(Materials provided)
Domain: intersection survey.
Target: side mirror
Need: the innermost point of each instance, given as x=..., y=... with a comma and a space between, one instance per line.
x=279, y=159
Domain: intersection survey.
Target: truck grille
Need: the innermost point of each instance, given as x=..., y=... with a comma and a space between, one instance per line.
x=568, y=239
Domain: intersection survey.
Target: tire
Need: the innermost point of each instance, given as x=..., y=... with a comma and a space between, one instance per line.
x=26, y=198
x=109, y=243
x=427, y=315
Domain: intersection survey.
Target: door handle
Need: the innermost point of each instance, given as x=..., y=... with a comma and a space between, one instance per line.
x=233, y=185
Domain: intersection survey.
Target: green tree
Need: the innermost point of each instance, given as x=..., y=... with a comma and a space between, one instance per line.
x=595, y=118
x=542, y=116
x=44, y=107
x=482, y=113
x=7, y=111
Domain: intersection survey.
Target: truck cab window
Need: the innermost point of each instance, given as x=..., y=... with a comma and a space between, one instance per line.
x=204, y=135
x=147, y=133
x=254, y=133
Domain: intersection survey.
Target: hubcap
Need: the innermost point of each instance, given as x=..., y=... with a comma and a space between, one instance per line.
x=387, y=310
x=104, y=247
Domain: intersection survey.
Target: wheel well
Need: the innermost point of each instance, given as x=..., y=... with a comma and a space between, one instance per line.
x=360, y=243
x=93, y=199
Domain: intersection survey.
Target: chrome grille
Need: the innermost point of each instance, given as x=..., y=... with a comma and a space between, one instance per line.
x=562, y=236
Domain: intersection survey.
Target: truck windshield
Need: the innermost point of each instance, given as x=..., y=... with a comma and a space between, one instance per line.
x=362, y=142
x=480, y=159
...
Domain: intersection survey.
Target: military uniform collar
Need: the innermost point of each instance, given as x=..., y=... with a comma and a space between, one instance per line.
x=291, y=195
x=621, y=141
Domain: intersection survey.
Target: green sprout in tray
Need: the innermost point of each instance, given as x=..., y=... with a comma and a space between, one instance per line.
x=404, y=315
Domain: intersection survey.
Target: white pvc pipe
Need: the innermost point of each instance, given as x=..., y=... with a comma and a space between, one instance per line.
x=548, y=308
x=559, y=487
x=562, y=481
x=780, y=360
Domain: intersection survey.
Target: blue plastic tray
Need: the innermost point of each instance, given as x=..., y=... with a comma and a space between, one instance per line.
--
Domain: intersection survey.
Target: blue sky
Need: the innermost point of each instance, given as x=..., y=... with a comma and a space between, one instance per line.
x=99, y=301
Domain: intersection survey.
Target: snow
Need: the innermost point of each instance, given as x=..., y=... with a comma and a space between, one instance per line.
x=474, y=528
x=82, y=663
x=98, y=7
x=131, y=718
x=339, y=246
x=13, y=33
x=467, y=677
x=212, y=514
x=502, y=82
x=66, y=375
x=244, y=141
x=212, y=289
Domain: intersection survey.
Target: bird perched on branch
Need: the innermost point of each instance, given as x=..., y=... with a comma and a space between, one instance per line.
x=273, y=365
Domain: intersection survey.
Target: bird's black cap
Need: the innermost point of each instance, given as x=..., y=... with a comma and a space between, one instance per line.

(Set task)
Which lines in the listing above contain the string "tray"? Pick out and copy each of them. Uppercase and lowercase count as different.

(Solution for this exercise)
Target: green sprout in tray
Target: blue plastic tray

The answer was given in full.